• Extrait du texte:
────────────────────

C’était une fausse ambiance car, en réalité, les esprits étaient plutôt au compte : combien pour ceci, combien pour cela ; les «guingare bankarey», «les guingare foyguinay», «les guingare kayyessi», bref, tout un tas de dépenses liées à cette fête. Les calculs torturaient l’esprit et l’angoisse aussi car, petit à petit, la journée s’estompait sans que le virement ne tombe. Pas besoin de retourner à la maison car la bouche était fermée pour cause de carême. Les prières s’accomplissaient sur place dans la mosquée la plus proche ou dans des mosquées improvisées à un coin ou au parking de la banque. L’imam circonstanciel est un des patients, le plus sage ou celui dont la barbe était la plus fournie. La fin des prières était ponctuée par de longues séances de récitations d’invocations en tout genre pour implorer la clémence d’Allah et aussi celle des autorités du pays. Après seize (16) heures, les yeux commençaient à devenir rouge, très rouges ; de fatigue mais aussi de frustration. Un sentiment de déception prenait le pas dur l’espoir fondé en début de matinée. Déjà certains quittaient les lieux, nourrissant l’espoir de se retrouver très bientôt car, des rumeurs annonçaient que les salaires étaient fait ; surtout qu’une banque voulant se racheter  d’une erreur qu’elle avait commise avait accepté de préfinancé et elle distribuait déjà les salaires. Pour d’autres, les plus caïds, il ne fallait pas quitter les lieux ; il faut attendre quelque soit l’heure ; même si la banque fermait, on avait sa carte électronique qui permettait de faire les opérations sans coup férir. Il faut donc attendre, attendre… et personne ne pourrait dire exactement à quelle heure l’espoir avait déserté les cœurs et les esprits. Toujours est-il dit qu’à un certain moment, tout s’était estompé : plus personne ; on est rentré, forcément, pour rompre le jeûne et reposer son corps et son esprit. Échec et mat !

────────────────────

• Données fournies:
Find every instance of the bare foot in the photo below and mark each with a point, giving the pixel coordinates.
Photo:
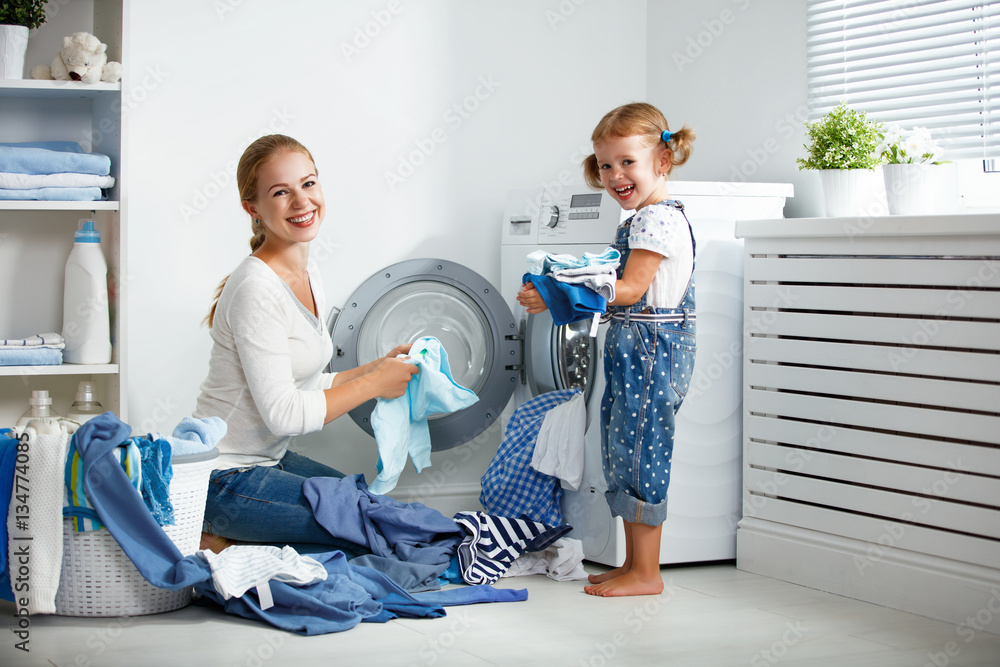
(629, 583)
(610, 574)
(214, 543)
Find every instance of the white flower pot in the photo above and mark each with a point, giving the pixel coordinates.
(851, 192)
(908, 189)
(13, 44)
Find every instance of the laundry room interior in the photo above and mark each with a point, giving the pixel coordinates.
(835, 496)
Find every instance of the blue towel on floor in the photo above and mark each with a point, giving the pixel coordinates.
(53, 194)
(28, 160)
(62, 146)
(31, 356)
(567, 302)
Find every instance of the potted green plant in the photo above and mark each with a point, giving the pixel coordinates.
(17, 17)
(844, 148)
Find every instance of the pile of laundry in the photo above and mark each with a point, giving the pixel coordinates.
(38, 350)
(574, 288)
(413, 550)
(53, 171)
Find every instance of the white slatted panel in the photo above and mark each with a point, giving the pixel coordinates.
(872, 386)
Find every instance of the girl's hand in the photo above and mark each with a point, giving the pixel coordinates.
(531, 299)
(391, 376)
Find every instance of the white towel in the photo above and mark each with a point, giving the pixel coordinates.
(559, 444)
(11, 181)
(52, 340)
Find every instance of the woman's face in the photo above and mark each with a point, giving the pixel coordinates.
(289, 198)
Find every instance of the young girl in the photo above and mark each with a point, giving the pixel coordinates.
(265, 376)
(650, 345)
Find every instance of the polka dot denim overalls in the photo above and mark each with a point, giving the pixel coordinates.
(648, 358)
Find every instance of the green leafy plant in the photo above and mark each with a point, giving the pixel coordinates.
(843, 139)
(29, 13)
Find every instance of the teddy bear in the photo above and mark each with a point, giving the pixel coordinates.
(82, 58)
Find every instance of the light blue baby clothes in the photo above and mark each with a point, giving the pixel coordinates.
(545, 263)
(400, 424)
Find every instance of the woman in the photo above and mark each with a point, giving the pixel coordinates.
(265, 376)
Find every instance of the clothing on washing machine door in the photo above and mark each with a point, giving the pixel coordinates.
(567, 302)
(400, 424)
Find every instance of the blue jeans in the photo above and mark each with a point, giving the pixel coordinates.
(265, 505)
(647, 370)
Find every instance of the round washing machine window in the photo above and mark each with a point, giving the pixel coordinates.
(434, 297)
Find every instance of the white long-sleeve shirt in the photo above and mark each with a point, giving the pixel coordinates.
(265, 376)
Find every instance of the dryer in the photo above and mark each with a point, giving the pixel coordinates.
(704, 499)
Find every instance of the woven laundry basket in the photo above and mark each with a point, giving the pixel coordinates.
(98, 579)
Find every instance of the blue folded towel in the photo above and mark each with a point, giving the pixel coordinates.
(566, 301)
(53, 194)
(30, 160)
(31, 356)
(64, 146)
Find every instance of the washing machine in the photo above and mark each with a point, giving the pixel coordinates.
(456, 305)
(704, 499)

────────────────────

• Explorer le contenu:
• 1. Dans le texte sur l'attente des salaires, qui fait office d'imam pour les prières faites sur place ?
• 2. Prolongez le texte sur l'attente des salaires à partir de sa dernière phrase.

• Réponses rédigées:
• 1. L'un des patients, le plus sage ou celui dont la barbe est la plus fournie.

• 2.
Samedi veille de la fête ! Ultime journée ! Tout passe ou tout casse ! Plus rien à faire ; il faut reprendre le sit-in ! Et très tôt le matin, ils étaient là, prompts et à l’heure. Les visages reprenaient leur allant. Pas le même que celui de la veille car aujourd’hui c’est le tout dernier jour. Que d’espoir, c’est plutôt l’angoisse qui rongeait les cœurs. Et ils avaient raison car cette fois-ci les rumeurs n’auguraient absolument rien d’encourageant. En effet le vent rapportait que le gouvernement avait demandé aux banques de pré financer ; une nouvelle inquiétante car l’on sait très bien que certaines banques attendent encore d’être remboursées pour des avances qu’elles avaient déjà consenties à l’État. La main quittait la tête pour la poitrine, juste là où se trouve le cœur. Petit à petit, la journée s’écoulait ; les virements ne tombaient toujours pas. Alors, les esprits s’orientent cette fois-ci sur les téléphones ; pour ceux qui ont encore un peu de crédit bien sûr. Les conversations tournaient autour d’un seul point : une demande d’avance ou de prêt à un ami, à une connaissance. Partout, les réponses étaient les mêmes car on rabaissait ou laissait choir le téléphone dans un profond signe de désolation. Les yeux devenaient de plus en plus rouges, hagards et le regard perdu vers des cieux incertains. L’humidité faisait scintiller ces regards d’adultes désespérés, ne sachant à quel Saint se vouer. Retourner à la maison ? Pour dire quoi ? Que dire à madame ? Que dire surtout aux enfants qui attendent leurs habits de la fête ? Que dire de l’honneur, de la dignité et de la joie saccagés d’un père de famille ?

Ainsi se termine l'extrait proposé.